DeSantis Being Special Olympics Co-Chair Didn't Stop Threat of $27.5M Fine

The Special Olympics scrapped a COVID-19 vaccine requirement after the administration of Florida Governor Ron DeSantis threatened a $27.5 million fine against the organization this week.

The threat came despite DeSantis' role as an honorary co-chair of this year's Special Olympics. The Florida governor addressed the vaccine mandate, and the Special Olympics' decision to drop it during a Friday press conference.

"To go after Special Olympians, who all they wanted to do is compete, was not consistent with Florida law, and it's not the right thing to do—let them compete," DeSantis said.

ABC News reporter Jay O'Brien first reported on Twitter Friday that Florida had assessed the fine against the Special Olympics for requiring proof of vaccination at the Games in Orlando, which begin this weekend.

DeSantis Threatened to Fine Special Olympics
The Special Olympics nixed a COVID-19 vaccine mandate after Florida Governor Ron DeSantis threatened a $27.5 million fine against the organization. Above, DeSantis speaks at a press conference in Miami on May 17. Joe Raedle

In 2021, DeSantis, who has consistently opposed vaccine mandates, issued an executive order and signed legislation prohibiting businesses and government entities from requiring proof of COVID-19 vaccination in Florida.

O'Brien tweeted out a letter that the state sent the Special Olympics on Thursday, noting the fine had been assessed. The letter from the Florida Department of Health said it found the Special Olympics required 5,500 people to provide proof of COVID vaccination to gain access to the Games.

O'Brien also tweeted out a notice from the Special Olympics on Thursday, stating that it had dropped its vaccine requirement.

The decision to drop the mandate was met with mixed responses.

Frank Vernoia, Special Olympian golfer who spoke during DeSantis' press conference, applauded the decision to drop the mandate.

"This was a big long-term goal for me and being told that I was able to go in February, and then come just a couple months ago and being told no, and being threatened with email after email that I would have to prove vaccination to go," Vernoia said, adding that he wanted to thank Florida officials "for fighting and standing up for us."

#### Task requirements
1. How would you translate this sentence from the article about the Special Olympics vaccine fine into Spanish: "O'Brien also tweeted out a notice from the Special Olympics on Thursday, stating that it had dropped its vaccine requirement."
2. Can you carry on the article about the Special Olympics vaccine fine, starting after its last sentence?
The items have no connection to the article about the Special Olympics vaccine fine.

Image point grounding data:
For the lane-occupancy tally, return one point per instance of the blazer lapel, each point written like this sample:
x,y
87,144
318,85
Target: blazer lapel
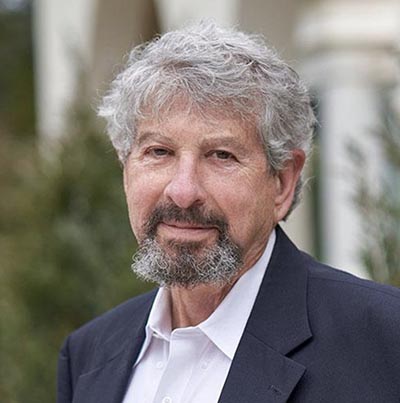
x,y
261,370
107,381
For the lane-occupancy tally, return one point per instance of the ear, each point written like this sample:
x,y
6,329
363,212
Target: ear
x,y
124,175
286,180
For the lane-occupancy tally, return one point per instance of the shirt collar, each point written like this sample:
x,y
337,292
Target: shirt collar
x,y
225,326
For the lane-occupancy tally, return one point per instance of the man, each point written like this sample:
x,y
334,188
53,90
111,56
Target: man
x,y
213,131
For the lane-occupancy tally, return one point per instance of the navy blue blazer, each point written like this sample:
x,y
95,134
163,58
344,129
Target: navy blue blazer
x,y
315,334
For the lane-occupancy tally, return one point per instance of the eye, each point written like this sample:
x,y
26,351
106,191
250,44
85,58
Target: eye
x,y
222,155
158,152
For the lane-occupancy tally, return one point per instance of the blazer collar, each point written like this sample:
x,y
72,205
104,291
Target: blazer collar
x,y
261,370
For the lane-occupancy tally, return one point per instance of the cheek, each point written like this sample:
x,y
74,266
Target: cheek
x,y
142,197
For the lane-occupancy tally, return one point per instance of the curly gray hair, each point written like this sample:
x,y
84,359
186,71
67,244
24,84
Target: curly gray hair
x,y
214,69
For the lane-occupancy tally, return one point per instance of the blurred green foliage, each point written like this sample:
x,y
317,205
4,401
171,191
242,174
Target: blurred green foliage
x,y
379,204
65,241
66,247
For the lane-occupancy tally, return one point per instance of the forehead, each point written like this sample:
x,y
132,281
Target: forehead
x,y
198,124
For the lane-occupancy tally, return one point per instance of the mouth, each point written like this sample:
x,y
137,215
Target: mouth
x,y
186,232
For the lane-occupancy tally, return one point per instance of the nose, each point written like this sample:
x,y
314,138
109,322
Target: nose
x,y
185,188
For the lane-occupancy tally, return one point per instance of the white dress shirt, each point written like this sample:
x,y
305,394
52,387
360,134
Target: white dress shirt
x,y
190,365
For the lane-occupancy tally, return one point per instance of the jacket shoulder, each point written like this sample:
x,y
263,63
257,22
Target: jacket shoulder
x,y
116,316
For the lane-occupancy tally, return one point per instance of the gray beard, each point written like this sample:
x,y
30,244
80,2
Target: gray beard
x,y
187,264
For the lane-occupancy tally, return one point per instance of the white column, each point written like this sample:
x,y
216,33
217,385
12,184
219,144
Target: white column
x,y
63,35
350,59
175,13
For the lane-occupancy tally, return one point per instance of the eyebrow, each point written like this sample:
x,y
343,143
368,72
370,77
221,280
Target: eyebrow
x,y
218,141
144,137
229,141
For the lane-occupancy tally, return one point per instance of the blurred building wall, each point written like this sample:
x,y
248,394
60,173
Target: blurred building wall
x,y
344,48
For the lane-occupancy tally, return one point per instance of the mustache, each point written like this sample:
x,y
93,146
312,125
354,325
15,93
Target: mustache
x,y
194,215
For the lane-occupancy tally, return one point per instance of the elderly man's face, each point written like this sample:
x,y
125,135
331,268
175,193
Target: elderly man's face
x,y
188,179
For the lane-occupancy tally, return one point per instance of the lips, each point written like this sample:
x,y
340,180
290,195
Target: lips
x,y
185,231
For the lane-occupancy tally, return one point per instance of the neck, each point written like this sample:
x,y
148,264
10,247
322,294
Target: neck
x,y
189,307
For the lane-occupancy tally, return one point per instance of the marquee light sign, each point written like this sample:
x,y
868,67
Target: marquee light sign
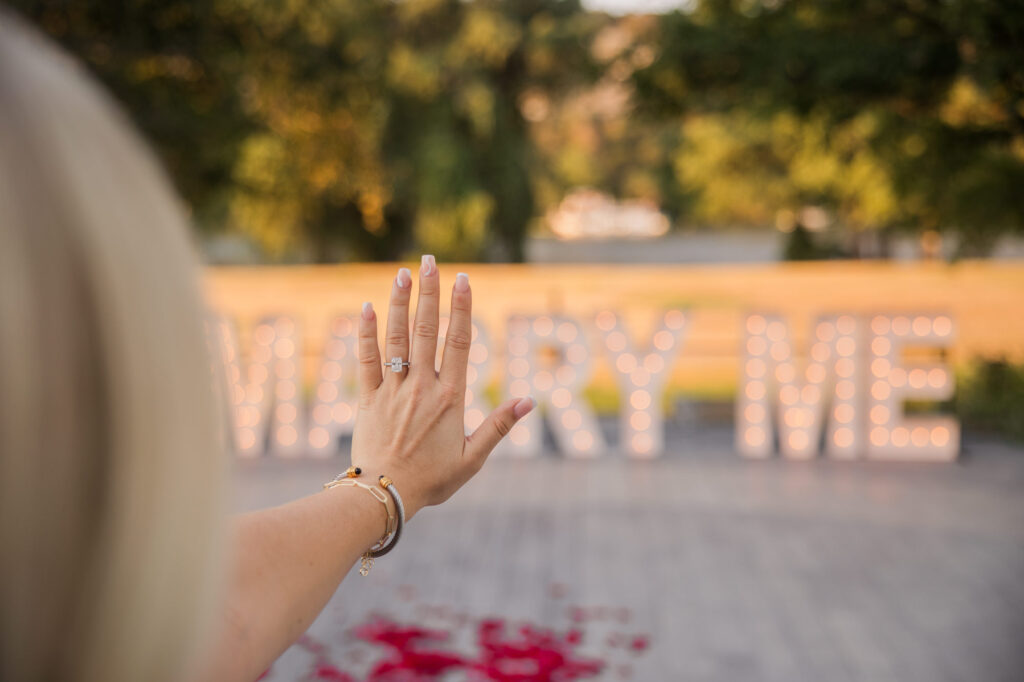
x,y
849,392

#### Expected outputs
1. O'Brien también tuiteó el jueves un aviso de las Olimpiadas Especiales en el que se indicaba que habían eliminado su requisito de vacunación.

2.
On Twitter, Brian Cheek, father of a Special Olympian, criticized the decision: "My son, a special needs Special Olympian, cannot catch covid. It will kill him. He is triple vaxxed. This is very disappointing that the Special Olympics do not care for their athlete's health."

Charlie Crist, a former Democratic governor of Florida, who is running for the seat once again, took aim at DeSantis after the Special Olympics dropped the mandate.

"While Floridians are suffering from a housing crisis, Ron DeSantis is focused on threatening the Special Olympics with millions of dollars in fines. He's really got Floridians' backs, huh," Crist tweeted.

In a statement to Newsweek, a spokesperson for the Special Olympics said: "Special Olympics, Inc. (SOI) announced on June 2, 2022, that it is lifting the vaccine requirement for delegation members attending the 2022 Special Olympics USA Games being held in Orlando, Florida, June 5-12, as required by state of Florida officials on May 27, based upon the Florida Department of Health's interpretation of Florida law."

"Delegates who were registered for the Games but were unable to participate due to the prior vaccine requirement, now have the option to attend. SOI, Special Olympics North America, and the 2022 Special Olympics USA Games Local Organizing Committee are making best efforts to accommodate eligible individuals," the spokesperson added.

A spokesperson for DeSantis referred Newsweek to the governor's comments at the press conference on Friday.

Update 6/4/22, 11:47 a.m. ET: This story has been updated with additional information.